The Hall Brothers company was founded in 1893 by the brothers Edwin Franklin Hall, Thomas Harold Hall, and Norman Smith Hall. In 1902, Edwin left the partnership but Thomas and Norman remained. Initially in the business of jam manufacturing, the brothers eventually branched into boiled sweets and candies. The company first introduced Mentho-Lyptus, a sweet containing menthol and eucalyptus, in 1927 as a remedy for sore throats and cough suppressant. The cough drops were introduced to the United States in the 1950s.

The Manchester-based company was acquired by Warner-Lambert in 1964. Production was moved to Dumers Lane, Radcliffe in 1970. Pfizer acquired Warner-Lambert for over $90 billion in 2000. In 2002, Pfizer announces to acquire Pharmacia, But because Pharmacia owns Luden's and Pfizer owned Halls, The FTC ruled that Pfizer can't legally own both Halls and Luden's as it will create a Duopoly in the cough drop market. As a result Pfizer sold Halls, along with Dentyne, Clorets, Certs, and Bubblicious to Cadbury Schweppes for $4.2 billion. Cadbury closed the Radcliffe factory at the end of 2004, as part of an effort to cut 10% of its global workforce, affecting 450 employees. By 2008, Halls accounted for one-third of Cadbury's candy revenues.

**Exercise requirements:** Write the next part of the Halls company history, picking up after its final sentence.

**Recorded data:**
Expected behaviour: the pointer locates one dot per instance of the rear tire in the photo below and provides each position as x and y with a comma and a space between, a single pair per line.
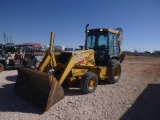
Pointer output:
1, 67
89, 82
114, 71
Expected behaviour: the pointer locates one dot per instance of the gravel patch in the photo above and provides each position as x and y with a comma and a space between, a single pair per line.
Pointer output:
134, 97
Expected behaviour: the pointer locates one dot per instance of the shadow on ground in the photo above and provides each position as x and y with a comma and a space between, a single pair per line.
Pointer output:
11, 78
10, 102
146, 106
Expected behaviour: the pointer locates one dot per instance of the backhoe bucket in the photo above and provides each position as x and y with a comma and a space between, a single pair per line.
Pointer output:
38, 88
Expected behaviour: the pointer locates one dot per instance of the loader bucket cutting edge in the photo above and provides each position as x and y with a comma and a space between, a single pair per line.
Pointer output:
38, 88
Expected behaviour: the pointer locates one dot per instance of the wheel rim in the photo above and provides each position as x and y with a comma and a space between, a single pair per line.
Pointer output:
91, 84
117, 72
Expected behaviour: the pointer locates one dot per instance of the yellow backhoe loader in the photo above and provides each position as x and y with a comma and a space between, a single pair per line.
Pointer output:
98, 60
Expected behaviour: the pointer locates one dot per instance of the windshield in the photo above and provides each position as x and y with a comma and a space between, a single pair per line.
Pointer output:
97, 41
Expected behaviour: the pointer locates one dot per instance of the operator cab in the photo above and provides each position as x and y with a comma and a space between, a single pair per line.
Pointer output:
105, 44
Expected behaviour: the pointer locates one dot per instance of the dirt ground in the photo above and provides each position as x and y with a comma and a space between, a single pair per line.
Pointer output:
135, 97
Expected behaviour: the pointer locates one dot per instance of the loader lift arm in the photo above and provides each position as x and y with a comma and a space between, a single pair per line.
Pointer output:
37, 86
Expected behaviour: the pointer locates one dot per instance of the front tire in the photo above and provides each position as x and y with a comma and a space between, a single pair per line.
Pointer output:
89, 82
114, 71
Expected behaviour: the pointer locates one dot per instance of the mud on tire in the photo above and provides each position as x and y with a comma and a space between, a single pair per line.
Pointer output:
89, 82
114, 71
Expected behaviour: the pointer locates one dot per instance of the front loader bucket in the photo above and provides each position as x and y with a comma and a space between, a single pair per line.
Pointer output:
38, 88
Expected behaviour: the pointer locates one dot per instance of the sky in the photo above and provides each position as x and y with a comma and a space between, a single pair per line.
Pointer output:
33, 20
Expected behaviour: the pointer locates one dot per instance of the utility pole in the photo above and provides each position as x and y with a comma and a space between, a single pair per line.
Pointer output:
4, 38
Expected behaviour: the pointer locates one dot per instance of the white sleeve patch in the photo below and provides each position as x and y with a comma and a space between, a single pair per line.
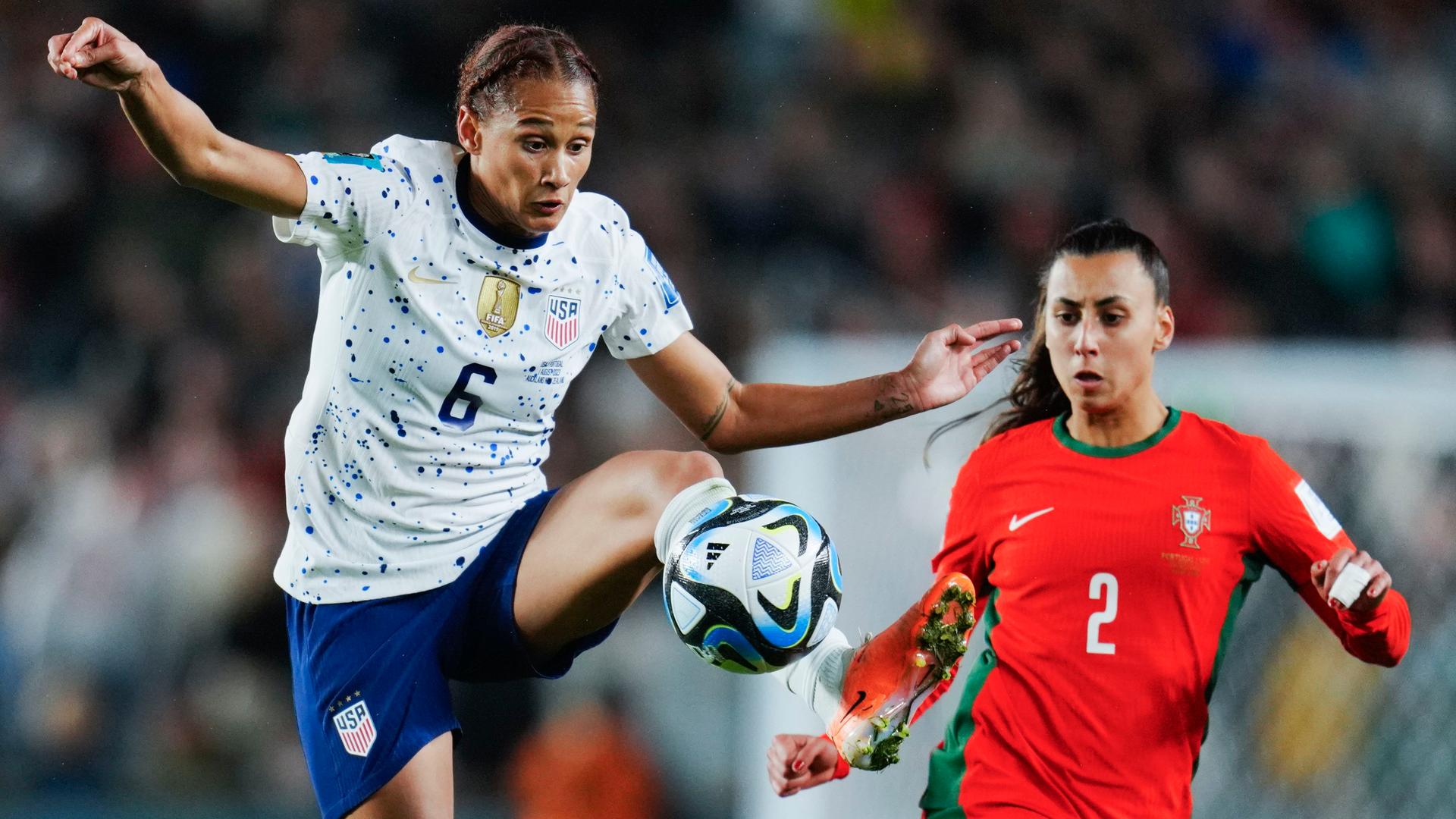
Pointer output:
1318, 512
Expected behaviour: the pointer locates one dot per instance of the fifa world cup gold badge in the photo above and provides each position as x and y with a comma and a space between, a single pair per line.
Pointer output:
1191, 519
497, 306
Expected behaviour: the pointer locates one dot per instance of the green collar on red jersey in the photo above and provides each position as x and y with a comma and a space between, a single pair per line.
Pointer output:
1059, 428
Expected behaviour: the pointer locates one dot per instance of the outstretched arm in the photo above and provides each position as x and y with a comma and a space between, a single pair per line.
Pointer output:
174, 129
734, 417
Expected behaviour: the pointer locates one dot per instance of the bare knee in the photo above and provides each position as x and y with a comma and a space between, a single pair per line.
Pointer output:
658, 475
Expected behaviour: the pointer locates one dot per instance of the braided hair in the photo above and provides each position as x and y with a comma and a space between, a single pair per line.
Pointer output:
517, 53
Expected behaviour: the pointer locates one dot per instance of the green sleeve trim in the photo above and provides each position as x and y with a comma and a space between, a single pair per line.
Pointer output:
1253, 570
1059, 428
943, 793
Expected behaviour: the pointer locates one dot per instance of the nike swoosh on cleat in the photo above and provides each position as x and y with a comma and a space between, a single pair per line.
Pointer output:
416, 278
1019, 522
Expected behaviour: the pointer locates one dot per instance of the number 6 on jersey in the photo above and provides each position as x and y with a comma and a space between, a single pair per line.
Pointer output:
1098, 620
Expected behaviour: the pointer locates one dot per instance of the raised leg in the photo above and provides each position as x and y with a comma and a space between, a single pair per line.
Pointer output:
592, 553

**Task result:**
Kraft Foods bought Cadbury for $19 billion in 2010. When Kraft split into two entities in 2012, Halls remained under Mondelez. In 2022, Mondelez announced its plan to divest the company's gum assets, along with Halls and other non-core brands, in order to focus more on its cookie business. The gum brands were sold to Perfetti Van Melle in 2023, while Halls remains up for sale.